_EXERCISE PROMPT_
Copy the lines that follow, keeping every character the same.

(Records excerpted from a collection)

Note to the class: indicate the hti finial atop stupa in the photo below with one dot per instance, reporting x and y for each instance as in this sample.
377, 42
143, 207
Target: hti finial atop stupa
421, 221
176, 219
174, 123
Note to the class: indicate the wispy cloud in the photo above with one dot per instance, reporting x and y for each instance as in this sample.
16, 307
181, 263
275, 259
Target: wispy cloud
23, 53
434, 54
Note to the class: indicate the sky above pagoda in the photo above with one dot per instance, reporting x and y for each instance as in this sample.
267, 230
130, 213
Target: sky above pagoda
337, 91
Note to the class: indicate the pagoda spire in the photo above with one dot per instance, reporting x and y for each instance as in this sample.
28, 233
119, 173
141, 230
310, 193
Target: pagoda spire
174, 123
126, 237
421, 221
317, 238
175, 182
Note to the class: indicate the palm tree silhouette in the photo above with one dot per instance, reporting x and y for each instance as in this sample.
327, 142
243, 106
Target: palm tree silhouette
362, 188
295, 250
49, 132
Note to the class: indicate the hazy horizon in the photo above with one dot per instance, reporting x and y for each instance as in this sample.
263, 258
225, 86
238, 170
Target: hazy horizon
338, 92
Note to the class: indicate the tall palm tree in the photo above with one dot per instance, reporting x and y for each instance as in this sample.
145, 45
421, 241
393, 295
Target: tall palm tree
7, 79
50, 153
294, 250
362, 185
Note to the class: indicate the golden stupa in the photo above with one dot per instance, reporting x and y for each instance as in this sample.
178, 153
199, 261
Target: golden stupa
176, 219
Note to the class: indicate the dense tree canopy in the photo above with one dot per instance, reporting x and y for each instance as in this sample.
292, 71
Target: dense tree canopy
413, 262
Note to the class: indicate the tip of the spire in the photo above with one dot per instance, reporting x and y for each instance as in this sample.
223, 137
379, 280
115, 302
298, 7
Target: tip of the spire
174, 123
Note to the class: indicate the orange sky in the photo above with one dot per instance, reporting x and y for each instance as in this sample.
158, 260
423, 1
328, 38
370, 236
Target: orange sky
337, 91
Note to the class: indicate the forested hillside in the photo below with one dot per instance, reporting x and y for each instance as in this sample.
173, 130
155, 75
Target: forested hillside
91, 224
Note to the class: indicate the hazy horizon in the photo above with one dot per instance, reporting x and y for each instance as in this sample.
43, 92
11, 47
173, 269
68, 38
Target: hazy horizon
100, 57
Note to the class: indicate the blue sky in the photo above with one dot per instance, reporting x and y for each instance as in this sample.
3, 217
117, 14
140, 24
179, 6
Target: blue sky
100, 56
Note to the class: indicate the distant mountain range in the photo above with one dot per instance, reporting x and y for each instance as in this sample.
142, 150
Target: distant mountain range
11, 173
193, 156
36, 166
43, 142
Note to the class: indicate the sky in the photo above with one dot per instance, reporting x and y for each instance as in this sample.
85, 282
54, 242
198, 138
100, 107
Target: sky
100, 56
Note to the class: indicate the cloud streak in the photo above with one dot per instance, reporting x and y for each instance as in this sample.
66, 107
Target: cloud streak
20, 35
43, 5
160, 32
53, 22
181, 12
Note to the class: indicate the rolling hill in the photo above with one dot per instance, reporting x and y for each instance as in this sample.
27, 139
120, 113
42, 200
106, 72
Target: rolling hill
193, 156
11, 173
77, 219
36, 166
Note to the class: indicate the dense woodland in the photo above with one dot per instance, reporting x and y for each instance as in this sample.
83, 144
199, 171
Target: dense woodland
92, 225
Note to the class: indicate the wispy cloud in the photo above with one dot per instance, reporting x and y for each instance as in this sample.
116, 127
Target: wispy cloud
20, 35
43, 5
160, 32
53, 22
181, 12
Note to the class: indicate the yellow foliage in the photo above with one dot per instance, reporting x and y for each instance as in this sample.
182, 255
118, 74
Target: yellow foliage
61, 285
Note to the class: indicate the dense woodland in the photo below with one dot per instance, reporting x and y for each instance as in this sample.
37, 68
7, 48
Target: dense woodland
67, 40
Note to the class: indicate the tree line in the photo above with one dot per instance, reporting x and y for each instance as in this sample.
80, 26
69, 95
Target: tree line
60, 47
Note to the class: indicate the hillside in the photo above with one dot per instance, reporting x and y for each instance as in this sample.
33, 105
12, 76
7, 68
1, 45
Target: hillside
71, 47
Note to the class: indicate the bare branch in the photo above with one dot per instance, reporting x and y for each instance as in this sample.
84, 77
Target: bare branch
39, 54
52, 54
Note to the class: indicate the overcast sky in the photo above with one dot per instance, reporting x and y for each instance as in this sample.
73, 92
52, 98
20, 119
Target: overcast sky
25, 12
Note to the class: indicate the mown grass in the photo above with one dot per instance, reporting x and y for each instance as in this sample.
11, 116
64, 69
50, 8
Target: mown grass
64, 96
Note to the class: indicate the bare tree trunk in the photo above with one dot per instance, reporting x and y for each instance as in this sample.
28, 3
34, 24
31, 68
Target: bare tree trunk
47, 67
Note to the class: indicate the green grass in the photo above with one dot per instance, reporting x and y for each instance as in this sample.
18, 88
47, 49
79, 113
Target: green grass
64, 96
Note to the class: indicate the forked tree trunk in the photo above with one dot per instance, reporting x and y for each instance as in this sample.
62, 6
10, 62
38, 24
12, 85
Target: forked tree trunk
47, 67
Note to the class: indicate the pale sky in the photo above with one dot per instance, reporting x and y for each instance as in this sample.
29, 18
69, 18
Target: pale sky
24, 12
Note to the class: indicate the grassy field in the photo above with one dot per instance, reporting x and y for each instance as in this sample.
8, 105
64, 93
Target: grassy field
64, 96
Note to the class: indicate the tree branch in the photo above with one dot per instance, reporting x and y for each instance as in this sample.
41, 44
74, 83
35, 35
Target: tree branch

_SOLUTION TO THE EXERCISE_
Note to the class: indicate the hti finial atop stupa in the photo below with one dot per instance, reporting x and y for each instance as in this sample.
377, 42
143, 207
Target: hti finial atop stupa
421, 221
176, 219
174, 123
Note to the class: indicate the wispy cloud in the photo above with one dot per instance, reporting x and y for each instance as in this sample.
16, 307
181, 263
275, 259
Target: wispy cloud
23, 53
434, 54
Note to the class: indicate the sky above pagoda in the photo above with one dot per instance, reporting x and y for each instance as in this sample.
267, 230
130, 213
Target: sky above pagoda
337, 91
Note to the class: indicate the pagoda spire in the photo above with one dot per instance, reporting x and y for each instance as in this sample.
28, 233
119, 173
141, 230
310, 193
Target: pagoda spire
174, 123
126, 237
421, 221
317, 238
175, 182
Note to the class: indicate the palm tree silhouette in the photo above with one dot per instance, reporting x and y for each instance as in this sample.
327, 142
243, 106
Target: palm tree silhouette
362, 188
295, 250
49, 132
Note to the class: indicate the hazy horizon in the photo above with one dot per instance, reporting x and y for each instance as in this sample.
263, 258
225, 86
238, 170
Target: hazy horizon
338, 92
Note to the class: indicate the tall palm tree in the photo above with one dot per instance, reporting x and y for each instance as in this sample.
145, 45
421, 241
393, 295
Target: tall palm tree
7, 79
50, 153
294, 250
362, 185
Note to the class: indicate the golden stupa in the photo above with one dot per instance, reporting x and y for each instance as in this sample.
178, 153
199, 261
Target: golden stupa
176, 219
Note to the class: indicate the dense tree canopy in the photo above with one dot per instance, reporting x and y for each instance as in this sample.
292, 71
Target: dense tree canopy
413, 262
Note to the class: indicate the tip of the spire in the photo above with one dot per instance, reporting x and y for each instance as in this sample.
223, 137
379, 280
115, 302
298, 7
Target: tip of the spire
174, 123
Note to the class: indicate the orange sky in the photo above with one dot per instance, reporting x and y for each instance as in this sample.
158, 260
423, 1
328, 38
370, 236
Target: orange sky
337, 91
Note to the class: indicate the forested hillside in the photo below with one dot per instance, reporting x and y for each instance as in this sample.
173, 130
155, 75
Target: forested hillside
91, 224
Note to the class: indicate the hazy horizon in the photo above with one dot per instance, reporting x and y for each instance as in this sample.
43, 92
11, 47
173, 269
68, 38
Target: hazy horizon
100, 57
Note to the class: indicate the blue sky in the photo above with one dot per instance, reporting x and y for each instance as in this sample.
3, 217
117, 14
140, 24
179, 6
Target: blue sky
100, 56
Note to the class: indicate the distant mountain range in the photo above with one dot per instance, reporting x and y for each instance as in this sample.
142, 150
Target: distant mountain range
11, 173
193, 156
36, 166
43, 142
Note to the class: indicate the sky in the photo above with one dot per instance, reporting x and y for each instance as in this sample.
85, 282
54, 242
198, 138
100, 107
Target: sky
100, 56
Note to the class: indicate the cloud streak in the photo above with one dot per instance, reporting x and y for each instance as in this sample.
66, 107
Target: cloud streak
20, 35
43, 5
160, 32
53, 22
181, 12
Note to the class: indicate the rolling hill in the photo above with one dot per instance, reporting x and y for each instance as in this sample.
27, 139
120, 113
42, 200
106, 72
Target: rolling hill
193, 156
11, 173
77, 219
36, 166
Note to the class: indicate the dense woodland in the photo above with one dot per instance, reporting x and y for each instance as in this sample.
83, 144
199, 171
Target: dense woodland
92, 225
Note to the class: indicate the wispy cloud in the photo above with one dot per instance, reporting x and y for each instance as in this sample.
116, 127
Target: wispy cloud
20, 35
43, 5
160, 32
53, 22
181, 12
Note to the class: indicate the yellow foliage in the photo above with one dot per instance, reporting x and y for each instance as in this sample.
182, 255
118, 74
Target: yellow foliage
61, 285
Note to the class: indicate the dense woodland in the photo below with one dot per instance, reporting x and y for each instance as in this sample.
37, 68
7, 48
Target: dense woodland
67, 40
Note to the class: indicate the tree line in the photo above with one dot per instance, reporting x and y for each instance as in this sample.
80, 26
69, 95
Target: tree line
60, 47
Note to the class: indicate the hillside in the photo above with one dot per instance, reporting x and y for each instance as in this sample.
33, 105
12, 76
7, 68
1, 45
Target: hillside
71, 47
Note to the class: indicate the bare branch in the photo above with one dot per instance, reporting x and y for each instance as in this sample.
84, 77
Target: bare branch
39, 54
52, 54
Note to the class: indicate the overcast sky in the photo above with one dot per instance, reporting x and y for each instance as in this sample.
73, 92
52, 98
20, 119
Target: overcast sky
25, 12
Note to the class: indicate the mown grass in the photo above with one dot per instance, reporting x and y for each instance as in this sample.
11, 116
64, 69
50, 8
Target: mown grass
64, 96
Note to the class: indicate the bare tree trunk in the photo above with one dot per instance, reporting x and y for each instance as in this sample.
28, 3
34, 24
31, 68
Target: bare tree trunk
47, 67
Note to the class: indicate the green grass in the photo above with one dot per instance, reporting x and y for each instance as in this sample.
18, 88
47, 49
79, 113
Target: green grass
64, 96
Note to the class: indicate the forked tree trunk in the photo above with one dot per instance, reporting x and y for each instance as in this sample.
62, 6
10, 62
38, 24
12, 85
Target: forked tree trunk
47, 67
Note to the class: indicate the pale sky in the photo above with one dot per instance, reporting x and y for each instance as in this sample.
29, 18
69, 18
Target: pale sky
24, 12
Note to the class: indicate the grassy field in the photo above with one dot per instance, reporting x and y for each instance as in this sample.
8, 105
64, 93
Target: grassy field
64, 96
Note to the class: indicate the tree branch in the photo above with one dot per instance, reporting x and y for each instance as in this sample.
41, 44
74, 83
35, 35
Target: tree branch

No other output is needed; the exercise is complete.